** Your objective **
Every line containing the word "canal" is to be copied from the data below.

Stored data entries:
§

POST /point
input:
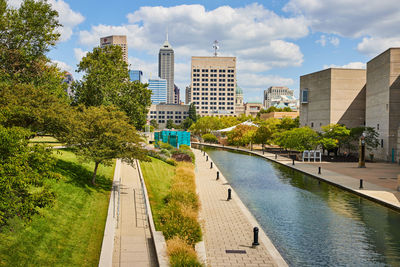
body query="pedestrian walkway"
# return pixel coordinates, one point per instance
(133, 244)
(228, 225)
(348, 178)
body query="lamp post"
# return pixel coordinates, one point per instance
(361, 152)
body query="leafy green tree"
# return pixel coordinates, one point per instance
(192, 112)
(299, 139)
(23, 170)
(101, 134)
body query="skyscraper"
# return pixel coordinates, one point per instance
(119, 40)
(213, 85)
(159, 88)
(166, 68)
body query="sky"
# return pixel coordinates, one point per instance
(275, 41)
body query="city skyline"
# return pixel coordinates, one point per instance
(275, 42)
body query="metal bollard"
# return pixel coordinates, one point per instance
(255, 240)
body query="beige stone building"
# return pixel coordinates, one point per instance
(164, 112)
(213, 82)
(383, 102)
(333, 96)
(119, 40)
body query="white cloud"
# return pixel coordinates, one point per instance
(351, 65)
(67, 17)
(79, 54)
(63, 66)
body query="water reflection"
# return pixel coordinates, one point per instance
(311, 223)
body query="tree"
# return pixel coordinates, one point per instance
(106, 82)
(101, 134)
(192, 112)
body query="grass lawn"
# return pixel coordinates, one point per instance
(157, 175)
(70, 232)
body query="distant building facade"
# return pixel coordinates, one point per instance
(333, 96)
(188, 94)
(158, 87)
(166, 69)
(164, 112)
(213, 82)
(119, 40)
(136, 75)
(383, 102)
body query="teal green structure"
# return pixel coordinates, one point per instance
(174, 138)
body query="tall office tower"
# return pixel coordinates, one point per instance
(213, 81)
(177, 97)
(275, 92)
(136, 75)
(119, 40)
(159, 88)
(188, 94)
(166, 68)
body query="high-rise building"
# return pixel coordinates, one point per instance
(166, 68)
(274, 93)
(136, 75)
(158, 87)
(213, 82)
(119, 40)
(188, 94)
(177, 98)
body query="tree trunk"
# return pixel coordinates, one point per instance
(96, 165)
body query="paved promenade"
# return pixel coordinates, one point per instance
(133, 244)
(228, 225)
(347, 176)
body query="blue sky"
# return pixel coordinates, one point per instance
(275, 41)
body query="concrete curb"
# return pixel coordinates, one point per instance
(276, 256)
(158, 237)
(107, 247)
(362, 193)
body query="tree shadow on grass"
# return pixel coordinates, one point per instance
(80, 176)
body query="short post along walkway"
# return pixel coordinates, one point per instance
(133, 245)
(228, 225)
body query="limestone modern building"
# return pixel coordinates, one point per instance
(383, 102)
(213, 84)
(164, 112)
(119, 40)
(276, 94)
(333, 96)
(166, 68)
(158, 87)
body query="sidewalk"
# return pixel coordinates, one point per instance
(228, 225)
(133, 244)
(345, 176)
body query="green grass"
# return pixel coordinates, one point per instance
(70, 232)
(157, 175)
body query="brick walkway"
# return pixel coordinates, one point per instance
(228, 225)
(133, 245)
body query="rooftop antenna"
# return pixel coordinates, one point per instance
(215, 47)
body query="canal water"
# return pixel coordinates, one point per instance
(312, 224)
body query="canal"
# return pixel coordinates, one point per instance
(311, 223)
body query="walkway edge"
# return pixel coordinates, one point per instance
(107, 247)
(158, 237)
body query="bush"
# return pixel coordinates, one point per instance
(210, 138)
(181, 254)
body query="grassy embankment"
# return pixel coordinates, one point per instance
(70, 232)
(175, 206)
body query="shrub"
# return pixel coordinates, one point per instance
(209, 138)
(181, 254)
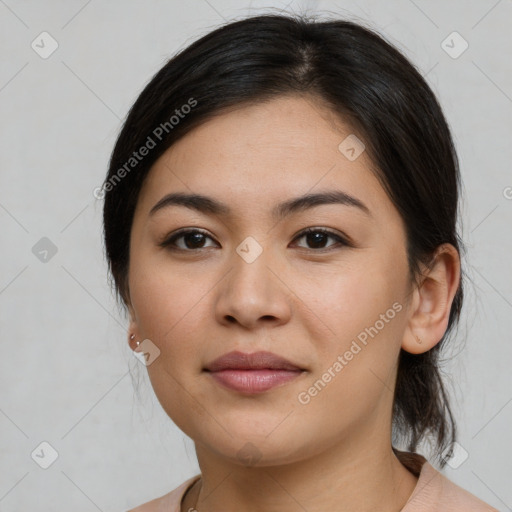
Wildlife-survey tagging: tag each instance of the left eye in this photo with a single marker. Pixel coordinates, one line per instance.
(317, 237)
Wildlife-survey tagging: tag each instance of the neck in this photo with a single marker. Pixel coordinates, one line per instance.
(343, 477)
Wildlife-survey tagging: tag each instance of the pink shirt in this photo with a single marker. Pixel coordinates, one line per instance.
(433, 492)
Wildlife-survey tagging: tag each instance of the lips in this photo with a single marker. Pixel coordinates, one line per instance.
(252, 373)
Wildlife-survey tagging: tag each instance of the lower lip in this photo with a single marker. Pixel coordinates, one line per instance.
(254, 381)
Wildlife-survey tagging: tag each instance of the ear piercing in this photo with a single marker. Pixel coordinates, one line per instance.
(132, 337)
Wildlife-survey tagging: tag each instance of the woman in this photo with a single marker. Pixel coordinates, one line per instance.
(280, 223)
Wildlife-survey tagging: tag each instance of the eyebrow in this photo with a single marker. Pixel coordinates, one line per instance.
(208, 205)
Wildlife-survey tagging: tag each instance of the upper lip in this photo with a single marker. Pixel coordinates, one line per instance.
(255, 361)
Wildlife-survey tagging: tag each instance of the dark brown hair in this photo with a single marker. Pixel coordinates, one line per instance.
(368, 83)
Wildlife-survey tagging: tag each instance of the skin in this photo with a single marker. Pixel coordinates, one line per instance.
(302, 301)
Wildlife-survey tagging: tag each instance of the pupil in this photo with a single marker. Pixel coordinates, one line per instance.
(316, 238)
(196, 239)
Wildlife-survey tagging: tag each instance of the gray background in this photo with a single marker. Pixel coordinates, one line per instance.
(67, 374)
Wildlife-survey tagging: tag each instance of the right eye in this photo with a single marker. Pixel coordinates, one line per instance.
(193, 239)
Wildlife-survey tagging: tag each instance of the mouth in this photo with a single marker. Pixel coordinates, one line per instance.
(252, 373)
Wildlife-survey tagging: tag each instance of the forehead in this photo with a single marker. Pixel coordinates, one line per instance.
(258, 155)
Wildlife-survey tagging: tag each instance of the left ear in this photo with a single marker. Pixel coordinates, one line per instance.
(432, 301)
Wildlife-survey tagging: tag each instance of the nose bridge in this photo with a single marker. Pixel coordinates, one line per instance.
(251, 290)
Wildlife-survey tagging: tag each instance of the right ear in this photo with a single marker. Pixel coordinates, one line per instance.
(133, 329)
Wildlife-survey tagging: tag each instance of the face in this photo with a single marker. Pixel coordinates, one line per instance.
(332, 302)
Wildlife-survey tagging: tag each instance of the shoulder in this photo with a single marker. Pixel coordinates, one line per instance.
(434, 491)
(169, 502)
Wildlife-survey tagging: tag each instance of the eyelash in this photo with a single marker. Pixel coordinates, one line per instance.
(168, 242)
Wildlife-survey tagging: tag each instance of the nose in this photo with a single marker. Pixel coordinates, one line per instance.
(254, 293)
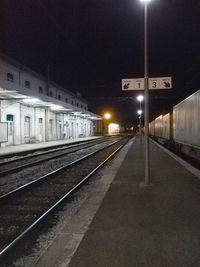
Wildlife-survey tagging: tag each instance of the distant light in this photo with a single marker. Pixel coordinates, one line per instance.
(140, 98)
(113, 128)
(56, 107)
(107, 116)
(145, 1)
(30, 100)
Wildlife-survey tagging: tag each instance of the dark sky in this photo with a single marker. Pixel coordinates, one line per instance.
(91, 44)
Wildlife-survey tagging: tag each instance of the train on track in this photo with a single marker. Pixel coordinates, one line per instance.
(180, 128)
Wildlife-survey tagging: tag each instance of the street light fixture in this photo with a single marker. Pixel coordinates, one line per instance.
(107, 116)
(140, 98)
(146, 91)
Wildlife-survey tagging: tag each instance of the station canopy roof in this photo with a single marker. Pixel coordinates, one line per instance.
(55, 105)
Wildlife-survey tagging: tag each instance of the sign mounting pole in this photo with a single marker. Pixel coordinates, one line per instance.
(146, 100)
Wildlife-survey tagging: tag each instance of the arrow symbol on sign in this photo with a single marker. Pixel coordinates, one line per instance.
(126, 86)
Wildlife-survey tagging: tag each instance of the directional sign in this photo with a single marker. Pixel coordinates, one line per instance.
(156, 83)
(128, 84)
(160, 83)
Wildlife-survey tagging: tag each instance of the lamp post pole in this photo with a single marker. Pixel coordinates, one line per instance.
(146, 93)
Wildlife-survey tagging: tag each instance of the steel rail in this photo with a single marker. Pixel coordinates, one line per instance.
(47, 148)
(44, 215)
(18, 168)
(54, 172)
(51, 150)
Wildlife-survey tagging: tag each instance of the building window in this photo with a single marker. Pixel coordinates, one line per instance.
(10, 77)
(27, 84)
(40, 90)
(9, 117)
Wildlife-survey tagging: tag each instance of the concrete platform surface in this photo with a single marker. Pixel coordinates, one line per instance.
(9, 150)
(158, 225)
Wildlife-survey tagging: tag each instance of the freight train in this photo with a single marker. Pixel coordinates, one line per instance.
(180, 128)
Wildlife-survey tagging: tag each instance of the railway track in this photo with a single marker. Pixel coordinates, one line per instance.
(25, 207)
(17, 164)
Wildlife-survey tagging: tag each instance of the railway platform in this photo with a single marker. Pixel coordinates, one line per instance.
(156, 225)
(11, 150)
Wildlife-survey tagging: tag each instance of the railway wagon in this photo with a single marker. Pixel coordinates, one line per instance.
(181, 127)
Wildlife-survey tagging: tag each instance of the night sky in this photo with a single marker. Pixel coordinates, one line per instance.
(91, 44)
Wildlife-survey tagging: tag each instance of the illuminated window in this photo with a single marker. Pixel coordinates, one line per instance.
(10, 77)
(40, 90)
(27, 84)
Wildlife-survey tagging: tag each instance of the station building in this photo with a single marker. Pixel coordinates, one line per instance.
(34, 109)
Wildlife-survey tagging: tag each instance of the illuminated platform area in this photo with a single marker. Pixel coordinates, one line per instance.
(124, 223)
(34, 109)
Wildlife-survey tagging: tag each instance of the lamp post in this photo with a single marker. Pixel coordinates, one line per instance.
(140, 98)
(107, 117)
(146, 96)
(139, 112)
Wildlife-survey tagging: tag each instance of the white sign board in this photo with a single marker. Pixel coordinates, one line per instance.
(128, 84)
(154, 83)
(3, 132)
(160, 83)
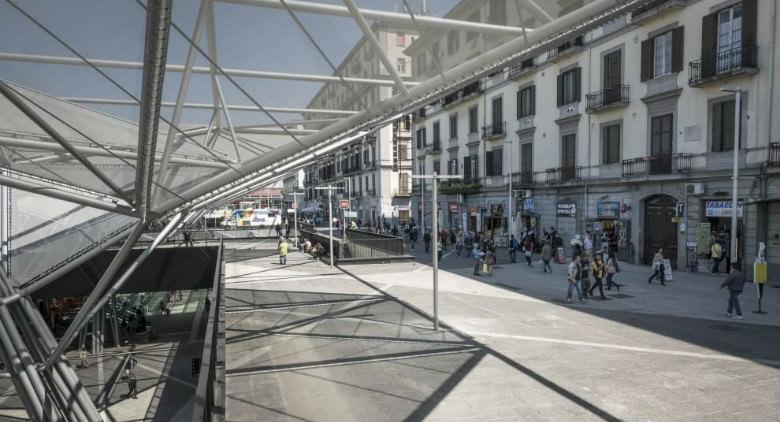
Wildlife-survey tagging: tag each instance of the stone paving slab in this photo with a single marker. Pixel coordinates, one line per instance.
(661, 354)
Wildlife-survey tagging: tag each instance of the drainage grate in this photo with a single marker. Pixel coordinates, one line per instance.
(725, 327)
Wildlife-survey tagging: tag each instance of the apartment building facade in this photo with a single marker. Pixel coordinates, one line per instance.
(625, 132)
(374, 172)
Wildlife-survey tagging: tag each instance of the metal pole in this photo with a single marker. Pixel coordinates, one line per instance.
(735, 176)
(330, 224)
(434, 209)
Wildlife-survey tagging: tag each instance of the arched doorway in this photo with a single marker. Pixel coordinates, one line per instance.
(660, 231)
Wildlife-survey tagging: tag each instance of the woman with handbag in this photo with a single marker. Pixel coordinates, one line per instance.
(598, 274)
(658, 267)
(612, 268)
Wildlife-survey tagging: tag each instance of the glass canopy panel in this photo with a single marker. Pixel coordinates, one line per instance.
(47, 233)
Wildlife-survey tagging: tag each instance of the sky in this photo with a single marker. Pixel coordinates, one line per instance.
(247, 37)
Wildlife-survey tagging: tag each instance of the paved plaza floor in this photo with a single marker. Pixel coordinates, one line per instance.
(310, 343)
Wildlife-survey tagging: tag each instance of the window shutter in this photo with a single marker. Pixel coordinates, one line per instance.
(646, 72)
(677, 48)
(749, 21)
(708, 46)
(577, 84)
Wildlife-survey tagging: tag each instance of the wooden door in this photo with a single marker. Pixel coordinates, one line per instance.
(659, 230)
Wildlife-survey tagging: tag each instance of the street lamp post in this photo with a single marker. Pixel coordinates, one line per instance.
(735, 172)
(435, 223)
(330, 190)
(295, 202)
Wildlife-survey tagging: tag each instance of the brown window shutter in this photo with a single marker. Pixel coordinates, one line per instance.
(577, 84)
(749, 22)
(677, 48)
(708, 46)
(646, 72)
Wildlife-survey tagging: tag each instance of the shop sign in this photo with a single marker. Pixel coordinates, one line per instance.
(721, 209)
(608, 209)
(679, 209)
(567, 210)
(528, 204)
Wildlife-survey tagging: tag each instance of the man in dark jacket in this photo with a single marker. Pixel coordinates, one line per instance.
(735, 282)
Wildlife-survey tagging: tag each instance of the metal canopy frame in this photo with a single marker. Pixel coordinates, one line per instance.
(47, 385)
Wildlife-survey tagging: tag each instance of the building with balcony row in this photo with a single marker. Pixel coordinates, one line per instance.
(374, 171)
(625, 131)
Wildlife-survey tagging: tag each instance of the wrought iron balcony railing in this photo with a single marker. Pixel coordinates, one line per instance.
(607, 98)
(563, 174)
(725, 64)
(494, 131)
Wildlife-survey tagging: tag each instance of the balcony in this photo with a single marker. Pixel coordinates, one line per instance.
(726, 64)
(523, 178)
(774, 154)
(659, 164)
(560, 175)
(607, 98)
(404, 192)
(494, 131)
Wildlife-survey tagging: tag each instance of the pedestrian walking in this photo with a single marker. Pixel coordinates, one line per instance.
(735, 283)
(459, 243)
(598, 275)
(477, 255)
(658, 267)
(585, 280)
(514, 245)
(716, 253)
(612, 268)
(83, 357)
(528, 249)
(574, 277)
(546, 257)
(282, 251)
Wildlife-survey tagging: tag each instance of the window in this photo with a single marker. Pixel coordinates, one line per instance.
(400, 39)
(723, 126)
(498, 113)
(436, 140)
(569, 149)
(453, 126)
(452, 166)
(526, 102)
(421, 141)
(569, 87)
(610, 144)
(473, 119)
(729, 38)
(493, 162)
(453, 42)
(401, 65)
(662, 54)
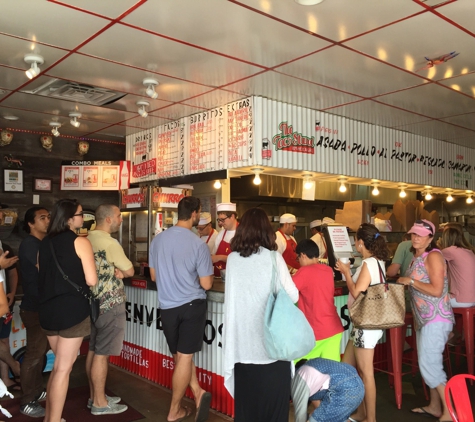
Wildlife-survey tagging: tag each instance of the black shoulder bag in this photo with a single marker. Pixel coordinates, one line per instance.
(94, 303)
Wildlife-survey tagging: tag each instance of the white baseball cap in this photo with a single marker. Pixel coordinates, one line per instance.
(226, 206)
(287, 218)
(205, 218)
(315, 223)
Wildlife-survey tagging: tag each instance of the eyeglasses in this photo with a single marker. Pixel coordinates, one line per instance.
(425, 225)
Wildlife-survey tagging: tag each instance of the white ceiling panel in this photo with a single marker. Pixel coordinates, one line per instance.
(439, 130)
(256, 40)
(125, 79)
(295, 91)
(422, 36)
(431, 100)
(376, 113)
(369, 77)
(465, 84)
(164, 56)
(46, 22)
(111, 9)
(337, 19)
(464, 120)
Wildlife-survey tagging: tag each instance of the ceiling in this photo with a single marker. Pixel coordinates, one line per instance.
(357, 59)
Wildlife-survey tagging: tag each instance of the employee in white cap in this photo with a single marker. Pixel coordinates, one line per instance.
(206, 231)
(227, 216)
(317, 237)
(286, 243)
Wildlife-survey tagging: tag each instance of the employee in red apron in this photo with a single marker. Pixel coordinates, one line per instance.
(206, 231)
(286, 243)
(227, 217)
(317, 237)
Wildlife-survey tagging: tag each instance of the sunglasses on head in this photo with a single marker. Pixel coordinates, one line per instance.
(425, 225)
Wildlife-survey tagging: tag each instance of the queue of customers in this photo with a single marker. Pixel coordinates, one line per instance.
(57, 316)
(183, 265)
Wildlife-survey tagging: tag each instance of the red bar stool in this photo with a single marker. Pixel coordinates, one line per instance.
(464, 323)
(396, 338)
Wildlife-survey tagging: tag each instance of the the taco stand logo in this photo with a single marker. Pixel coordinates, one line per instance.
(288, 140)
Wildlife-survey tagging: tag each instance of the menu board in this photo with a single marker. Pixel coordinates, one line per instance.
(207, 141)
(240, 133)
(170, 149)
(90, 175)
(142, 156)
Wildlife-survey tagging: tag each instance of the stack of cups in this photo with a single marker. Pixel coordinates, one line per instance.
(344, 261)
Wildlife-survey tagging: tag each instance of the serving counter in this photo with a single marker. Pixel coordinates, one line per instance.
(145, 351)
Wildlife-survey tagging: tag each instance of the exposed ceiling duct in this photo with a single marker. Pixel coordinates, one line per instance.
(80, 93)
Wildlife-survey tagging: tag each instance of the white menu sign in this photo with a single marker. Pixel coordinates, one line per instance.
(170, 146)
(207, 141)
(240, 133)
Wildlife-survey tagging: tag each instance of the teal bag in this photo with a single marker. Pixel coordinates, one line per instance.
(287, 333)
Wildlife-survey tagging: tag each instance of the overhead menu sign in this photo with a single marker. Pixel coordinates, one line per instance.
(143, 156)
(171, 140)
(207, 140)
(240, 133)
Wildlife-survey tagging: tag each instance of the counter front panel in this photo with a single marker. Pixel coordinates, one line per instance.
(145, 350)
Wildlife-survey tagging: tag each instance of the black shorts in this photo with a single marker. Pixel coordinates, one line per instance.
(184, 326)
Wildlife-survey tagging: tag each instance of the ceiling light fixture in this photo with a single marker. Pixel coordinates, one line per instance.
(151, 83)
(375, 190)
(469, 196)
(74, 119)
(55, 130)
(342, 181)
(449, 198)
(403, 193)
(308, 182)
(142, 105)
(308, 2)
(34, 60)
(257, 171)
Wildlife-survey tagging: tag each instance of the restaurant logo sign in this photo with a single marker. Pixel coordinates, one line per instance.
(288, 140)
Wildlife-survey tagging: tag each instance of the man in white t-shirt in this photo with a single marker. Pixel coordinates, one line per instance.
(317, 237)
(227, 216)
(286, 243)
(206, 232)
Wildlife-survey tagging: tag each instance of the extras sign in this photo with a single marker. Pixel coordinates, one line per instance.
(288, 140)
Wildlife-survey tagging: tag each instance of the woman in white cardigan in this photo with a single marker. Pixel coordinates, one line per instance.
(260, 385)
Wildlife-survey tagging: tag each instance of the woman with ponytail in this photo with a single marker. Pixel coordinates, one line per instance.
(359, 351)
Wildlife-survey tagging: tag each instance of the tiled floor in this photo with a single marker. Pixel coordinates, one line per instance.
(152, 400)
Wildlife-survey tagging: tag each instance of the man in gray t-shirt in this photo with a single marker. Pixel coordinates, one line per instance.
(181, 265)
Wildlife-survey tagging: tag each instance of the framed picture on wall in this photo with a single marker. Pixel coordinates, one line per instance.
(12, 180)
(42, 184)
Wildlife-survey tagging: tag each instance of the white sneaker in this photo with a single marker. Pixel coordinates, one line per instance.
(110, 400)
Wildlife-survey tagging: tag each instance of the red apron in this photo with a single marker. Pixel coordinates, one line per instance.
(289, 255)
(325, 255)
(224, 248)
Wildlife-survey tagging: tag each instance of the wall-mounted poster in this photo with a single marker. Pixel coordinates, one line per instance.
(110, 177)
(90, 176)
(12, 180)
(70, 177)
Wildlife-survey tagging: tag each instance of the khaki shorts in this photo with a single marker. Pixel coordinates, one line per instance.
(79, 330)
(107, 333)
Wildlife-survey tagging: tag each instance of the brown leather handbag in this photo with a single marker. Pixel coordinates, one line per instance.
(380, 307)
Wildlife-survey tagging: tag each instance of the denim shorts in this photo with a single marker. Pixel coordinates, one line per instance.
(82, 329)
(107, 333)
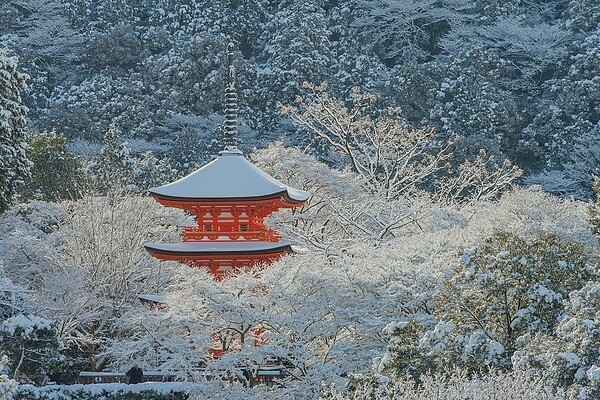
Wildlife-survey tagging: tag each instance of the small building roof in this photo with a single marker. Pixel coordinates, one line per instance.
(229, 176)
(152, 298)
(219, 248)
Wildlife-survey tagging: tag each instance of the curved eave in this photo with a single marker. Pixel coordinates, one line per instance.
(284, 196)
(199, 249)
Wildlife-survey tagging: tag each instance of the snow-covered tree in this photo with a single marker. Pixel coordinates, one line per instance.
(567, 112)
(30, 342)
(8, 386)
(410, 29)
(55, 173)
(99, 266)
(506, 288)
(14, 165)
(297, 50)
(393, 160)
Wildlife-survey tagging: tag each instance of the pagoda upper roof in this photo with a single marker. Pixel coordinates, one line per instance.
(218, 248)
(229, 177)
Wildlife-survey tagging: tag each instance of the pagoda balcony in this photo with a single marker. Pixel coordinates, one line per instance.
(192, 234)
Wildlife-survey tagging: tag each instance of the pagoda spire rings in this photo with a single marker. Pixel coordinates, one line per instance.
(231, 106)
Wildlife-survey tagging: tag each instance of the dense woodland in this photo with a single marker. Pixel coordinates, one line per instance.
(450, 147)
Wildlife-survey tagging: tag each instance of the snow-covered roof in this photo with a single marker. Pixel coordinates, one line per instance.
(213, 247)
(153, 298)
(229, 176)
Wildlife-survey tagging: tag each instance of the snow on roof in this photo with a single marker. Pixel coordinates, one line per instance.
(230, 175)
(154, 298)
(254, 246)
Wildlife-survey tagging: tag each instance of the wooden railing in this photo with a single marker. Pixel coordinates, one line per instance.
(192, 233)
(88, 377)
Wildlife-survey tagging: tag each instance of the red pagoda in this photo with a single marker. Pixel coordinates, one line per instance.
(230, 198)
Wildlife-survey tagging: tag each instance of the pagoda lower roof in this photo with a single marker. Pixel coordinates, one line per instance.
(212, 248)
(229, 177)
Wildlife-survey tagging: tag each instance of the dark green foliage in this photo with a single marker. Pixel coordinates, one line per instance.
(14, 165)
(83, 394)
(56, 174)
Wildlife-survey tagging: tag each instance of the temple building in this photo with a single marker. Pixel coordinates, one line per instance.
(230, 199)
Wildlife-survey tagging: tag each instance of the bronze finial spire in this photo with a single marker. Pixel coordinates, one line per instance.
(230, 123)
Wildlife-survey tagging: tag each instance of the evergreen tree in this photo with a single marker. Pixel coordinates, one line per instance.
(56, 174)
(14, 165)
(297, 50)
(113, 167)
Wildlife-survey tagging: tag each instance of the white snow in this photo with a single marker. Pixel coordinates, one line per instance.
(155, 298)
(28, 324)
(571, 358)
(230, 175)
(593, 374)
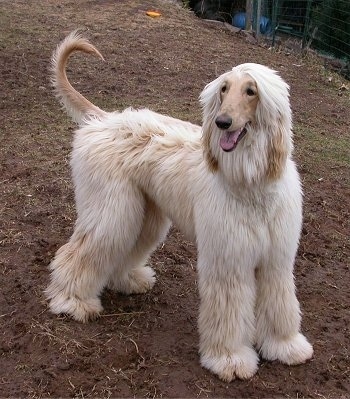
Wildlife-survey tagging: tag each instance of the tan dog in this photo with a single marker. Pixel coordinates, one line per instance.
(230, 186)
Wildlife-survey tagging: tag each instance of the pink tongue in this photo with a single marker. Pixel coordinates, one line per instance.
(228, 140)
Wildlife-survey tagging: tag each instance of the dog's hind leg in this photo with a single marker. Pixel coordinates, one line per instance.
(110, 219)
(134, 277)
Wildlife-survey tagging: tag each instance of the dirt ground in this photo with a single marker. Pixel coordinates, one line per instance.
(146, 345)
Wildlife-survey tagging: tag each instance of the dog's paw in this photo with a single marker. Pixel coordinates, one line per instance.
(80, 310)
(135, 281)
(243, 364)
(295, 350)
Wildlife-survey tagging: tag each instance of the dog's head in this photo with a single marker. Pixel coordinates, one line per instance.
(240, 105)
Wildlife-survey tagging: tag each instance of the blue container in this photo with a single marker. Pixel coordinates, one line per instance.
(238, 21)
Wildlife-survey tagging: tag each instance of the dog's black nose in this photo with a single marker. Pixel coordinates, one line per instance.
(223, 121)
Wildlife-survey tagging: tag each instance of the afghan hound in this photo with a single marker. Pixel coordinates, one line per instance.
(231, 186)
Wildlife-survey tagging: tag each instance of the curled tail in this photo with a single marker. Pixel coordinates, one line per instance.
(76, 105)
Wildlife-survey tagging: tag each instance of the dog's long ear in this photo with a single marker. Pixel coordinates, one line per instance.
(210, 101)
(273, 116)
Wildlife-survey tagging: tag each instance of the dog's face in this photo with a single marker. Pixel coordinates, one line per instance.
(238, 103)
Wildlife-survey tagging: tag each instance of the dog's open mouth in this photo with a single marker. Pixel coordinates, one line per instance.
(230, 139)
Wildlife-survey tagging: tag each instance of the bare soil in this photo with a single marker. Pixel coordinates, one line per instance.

§

** Task solution **
body query="canal water"
body query="canal"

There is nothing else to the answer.